SHORT TASK
Give the number of lines in the records that contain the string "yellow". Reply with the number alone.

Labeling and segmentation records
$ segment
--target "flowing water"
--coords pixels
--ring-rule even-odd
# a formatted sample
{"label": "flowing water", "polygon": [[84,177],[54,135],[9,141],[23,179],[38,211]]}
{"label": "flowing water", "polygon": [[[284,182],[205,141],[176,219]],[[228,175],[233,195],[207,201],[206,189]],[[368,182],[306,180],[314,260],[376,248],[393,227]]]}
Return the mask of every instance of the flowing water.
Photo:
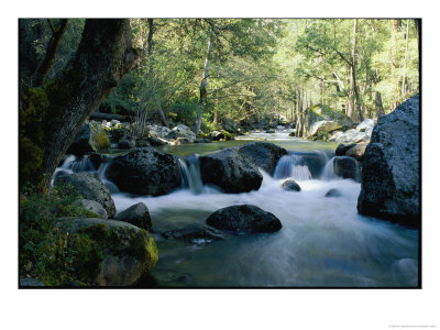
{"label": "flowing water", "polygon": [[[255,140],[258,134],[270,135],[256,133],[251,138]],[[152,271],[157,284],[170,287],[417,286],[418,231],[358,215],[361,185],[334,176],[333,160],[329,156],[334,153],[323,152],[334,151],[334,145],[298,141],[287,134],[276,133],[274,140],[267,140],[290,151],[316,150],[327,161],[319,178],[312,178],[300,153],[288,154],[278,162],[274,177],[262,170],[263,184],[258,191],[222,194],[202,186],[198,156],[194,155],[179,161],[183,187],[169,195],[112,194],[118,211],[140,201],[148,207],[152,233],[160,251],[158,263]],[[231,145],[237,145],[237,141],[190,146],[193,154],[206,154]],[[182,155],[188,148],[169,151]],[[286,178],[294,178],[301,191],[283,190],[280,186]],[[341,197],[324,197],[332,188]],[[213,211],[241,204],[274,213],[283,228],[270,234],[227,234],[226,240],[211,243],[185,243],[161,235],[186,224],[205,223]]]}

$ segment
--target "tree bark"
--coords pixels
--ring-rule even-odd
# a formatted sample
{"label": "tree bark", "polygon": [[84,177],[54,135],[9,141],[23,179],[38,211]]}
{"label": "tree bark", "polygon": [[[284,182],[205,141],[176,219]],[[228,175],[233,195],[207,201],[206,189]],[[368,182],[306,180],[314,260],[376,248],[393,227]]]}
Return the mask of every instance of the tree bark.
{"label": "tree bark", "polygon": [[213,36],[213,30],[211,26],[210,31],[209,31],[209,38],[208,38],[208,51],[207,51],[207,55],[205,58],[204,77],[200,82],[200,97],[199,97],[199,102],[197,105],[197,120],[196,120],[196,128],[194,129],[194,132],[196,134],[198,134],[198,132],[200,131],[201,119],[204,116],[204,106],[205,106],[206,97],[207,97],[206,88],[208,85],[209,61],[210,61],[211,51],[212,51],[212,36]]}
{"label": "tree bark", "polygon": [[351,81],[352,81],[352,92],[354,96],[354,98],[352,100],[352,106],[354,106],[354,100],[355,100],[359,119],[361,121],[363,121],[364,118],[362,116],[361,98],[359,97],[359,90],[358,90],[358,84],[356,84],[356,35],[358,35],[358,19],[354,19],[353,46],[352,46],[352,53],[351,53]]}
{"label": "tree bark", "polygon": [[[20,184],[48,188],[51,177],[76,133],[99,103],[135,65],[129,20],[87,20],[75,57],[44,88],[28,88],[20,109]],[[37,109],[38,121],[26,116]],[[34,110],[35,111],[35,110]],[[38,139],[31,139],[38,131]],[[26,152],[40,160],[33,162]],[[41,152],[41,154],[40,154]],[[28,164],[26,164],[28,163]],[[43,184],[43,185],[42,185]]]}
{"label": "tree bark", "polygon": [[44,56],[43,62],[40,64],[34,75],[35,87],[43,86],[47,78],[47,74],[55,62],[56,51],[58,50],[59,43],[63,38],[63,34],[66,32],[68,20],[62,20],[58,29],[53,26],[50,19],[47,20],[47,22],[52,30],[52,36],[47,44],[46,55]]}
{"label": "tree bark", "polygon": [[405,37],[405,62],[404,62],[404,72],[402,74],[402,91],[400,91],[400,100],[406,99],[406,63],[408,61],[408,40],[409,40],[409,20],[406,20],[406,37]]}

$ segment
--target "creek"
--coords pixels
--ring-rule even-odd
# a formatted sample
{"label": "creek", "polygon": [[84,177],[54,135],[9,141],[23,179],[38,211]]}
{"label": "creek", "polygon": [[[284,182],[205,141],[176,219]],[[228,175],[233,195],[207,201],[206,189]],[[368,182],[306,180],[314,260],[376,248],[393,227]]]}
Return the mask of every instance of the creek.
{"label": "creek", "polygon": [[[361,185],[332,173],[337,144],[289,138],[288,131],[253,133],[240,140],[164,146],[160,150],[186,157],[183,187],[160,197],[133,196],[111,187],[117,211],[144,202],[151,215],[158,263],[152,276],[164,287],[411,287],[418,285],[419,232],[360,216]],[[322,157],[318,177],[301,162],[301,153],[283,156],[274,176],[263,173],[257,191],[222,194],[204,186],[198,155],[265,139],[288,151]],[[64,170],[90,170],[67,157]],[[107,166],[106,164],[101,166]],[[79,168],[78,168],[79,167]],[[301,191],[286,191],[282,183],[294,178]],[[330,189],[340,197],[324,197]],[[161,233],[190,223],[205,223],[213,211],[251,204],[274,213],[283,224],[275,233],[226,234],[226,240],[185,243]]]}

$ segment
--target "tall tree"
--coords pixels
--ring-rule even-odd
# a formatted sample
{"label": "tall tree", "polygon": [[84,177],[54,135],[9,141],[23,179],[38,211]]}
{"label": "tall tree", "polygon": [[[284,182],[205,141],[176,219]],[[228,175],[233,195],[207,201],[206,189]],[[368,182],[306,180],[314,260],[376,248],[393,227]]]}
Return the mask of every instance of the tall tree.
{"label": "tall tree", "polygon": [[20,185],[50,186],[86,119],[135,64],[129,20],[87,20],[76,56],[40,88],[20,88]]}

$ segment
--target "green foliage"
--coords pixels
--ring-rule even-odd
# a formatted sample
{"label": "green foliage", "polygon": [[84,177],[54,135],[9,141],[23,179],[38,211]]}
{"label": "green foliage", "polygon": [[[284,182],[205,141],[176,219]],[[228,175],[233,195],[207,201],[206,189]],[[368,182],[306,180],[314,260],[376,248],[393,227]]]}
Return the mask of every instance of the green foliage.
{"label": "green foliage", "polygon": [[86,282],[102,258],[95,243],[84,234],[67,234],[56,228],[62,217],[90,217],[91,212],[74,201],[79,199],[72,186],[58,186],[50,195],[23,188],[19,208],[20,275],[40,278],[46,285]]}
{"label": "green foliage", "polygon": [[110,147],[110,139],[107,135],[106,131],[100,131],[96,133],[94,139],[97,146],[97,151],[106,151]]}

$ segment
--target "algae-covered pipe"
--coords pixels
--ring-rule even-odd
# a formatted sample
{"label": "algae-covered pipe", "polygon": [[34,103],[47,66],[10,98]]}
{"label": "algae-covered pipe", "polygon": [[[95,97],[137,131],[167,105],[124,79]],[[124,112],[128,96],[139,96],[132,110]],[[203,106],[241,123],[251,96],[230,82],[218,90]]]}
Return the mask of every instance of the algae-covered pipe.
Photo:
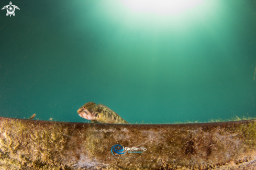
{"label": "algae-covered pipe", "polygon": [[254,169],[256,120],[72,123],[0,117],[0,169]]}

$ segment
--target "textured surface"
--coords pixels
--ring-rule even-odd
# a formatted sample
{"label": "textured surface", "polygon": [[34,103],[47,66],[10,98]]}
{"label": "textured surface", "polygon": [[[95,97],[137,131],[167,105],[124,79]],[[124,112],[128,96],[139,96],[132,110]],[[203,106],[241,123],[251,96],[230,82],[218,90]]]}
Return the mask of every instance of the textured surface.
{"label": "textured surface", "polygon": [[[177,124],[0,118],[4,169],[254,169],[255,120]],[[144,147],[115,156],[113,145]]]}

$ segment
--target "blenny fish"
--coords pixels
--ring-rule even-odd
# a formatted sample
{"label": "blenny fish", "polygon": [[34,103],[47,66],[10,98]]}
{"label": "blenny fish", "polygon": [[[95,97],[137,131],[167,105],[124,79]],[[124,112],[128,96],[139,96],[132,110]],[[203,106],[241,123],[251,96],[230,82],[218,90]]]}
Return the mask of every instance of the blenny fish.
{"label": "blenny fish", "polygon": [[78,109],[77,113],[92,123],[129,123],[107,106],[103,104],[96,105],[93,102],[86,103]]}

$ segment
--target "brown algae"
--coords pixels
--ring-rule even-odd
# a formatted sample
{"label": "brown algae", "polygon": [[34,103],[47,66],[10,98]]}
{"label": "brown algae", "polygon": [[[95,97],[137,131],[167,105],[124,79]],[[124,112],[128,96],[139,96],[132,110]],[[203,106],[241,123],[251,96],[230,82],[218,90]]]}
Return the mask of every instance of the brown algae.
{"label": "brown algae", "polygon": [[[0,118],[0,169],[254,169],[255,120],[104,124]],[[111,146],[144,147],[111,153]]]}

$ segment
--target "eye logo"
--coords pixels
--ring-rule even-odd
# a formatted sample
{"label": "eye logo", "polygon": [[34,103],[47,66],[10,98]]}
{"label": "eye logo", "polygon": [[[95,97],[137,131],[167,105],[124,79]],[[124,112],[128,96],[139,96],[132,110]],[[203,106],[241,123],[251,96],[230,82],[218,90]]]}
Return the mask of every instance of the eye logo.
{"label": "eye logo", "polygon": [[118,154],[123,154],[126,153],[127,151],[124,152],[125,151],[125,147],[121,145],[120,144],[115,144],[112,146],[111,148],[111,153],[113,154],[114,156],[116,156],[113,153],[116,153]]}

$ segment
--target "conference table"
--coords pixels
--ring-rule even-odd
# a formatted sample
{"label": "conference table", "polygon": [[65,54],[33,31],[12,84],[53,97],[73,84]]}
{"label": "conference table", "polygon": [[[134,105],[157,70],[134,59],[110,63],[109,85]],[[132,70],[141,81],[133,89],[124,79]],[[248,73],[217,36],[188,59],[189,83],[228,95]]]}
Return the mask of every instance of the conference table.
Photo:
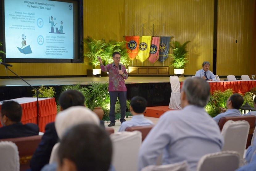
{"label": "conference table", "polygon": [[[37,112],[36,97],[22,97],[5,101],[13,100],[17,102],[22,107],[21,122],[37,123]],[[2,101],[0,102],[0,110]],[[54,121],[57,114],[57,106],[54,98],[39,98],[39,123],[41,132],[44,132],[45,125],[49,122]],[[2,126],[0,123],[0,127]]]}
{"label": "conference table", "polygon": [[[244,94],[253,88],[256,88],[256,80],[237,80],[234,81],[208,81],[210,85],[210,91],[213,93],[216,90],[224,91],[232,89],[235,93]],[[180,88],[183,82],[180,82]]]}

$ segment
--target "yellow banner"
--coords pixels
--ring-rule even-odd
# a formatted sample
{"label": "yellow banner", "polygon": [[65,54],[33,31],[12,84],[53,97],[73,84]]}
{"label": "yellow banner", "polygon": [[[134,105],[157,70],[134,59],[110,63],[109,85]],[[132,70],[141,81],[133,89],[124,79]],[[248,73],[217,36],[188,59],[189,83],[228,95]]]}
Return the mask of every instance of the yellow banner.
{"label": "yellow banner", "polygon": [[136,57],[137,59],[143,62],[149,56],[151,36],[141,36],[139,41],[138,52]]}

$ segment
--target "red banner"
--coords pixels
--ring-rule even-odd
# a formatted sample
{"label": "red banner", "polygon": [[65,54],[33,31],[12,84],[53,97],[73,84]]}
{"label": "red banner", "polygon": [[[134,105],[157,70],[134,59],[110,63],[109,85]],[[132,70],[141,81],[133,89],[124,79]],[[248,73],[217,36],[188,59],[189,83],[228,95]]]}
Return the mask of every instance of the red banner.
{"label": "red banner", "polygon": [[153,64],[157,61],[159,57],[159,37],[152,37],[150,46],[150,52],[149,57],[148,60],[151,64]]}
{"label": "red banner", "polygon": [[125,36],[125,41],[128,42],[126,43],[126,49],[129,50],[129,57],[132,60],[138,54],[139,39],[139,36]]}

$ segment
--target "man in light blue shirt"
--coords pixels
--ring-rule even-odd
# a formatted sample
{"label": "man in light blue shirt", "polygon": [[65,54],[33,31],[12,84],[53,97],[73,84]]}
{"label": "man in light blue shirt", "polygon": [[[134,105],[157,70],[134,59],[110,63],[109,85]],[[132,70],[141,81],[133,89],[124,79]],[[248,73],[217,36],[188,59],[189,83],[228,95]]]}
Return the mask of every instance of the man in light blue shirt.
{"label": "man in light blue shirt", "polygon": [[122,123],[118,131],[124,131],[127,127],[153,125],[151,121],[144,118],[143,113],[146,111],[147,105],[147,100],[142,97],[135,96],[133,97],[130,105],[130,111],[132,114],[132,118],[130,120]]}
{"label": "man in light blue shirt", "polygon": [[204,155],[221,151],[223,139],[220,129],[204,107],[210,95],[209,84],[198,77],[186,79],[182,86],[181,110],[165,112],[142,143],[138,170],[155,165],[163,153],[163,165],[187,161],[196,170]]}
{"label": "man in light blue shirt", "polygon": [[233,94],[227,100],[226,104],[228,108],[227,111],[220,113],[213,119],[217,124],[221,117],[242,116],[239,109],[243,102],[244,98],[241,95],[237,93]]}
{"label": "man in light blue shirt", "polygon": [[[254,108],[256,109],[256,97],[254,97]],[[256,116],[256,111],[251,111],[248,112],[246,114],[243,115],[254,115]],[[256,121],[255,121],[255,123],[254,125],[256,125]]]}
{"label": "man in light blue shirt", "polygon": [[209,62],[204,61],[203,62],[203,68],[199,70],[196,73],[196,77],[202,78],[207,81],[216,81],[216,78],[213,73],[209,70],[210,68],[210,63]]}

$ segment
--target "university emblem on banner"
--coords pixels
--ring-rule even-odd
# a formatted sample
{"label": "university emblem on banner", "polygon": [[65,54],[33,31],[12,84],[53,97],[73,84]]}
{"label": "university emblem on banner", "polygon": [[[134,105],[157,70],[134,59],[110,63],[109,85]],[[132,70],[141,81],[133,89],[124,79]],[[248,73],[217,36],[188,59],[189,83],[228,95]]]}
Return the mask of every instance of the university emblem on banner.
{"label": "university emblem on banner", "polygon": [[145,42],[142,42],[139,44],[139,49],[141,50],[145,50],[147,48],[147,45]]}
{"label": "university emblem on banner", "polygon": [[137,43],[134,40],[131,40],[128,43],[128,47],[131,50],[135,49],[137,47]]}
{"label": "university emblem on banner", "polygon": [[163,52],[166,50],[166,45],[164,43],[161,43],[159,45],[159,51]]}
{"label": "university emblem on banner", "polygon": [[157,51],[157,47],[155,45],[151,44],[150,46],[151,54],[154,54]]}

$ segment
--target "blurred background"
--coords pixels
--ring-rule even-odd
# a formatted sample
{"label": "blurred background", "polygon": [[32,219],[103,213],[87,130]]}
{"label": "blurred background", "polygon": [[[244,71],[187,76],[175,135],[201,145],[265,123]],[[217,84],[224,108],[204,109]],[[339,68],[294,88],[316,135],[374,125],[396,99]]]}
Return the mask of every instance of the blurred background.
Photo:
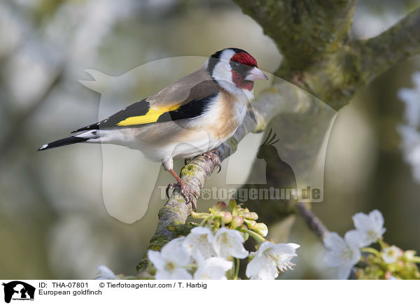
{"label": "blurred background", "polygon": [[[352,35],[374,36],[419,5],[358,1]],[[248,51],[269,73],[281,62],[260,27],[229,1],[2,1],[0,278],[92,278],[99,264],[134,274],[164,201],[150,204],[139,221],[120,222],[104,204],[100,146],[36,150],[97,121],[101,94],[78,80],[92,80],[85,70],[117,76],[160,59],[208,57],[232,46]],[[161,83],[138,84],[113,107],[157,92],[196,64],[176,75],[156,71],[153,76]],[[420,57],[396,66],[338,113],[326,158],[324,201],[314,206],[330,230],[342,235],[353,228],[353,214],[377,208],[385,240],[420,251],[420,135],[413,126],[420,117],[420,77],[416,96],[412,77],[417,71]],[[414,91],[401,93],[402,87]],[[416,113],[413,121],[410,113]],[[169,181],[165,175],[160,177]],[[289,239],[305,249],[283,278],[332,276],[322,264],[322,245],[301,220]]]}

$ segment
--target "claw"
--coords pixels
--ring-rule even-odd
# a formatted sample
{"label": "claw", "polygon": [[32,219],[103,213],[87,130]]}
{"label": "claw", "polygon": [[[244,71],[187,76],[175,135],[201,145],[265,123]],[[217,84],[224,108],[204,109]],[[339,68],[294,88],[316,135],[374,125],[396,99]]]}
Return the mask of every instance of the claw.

EXERCISE RESULT
5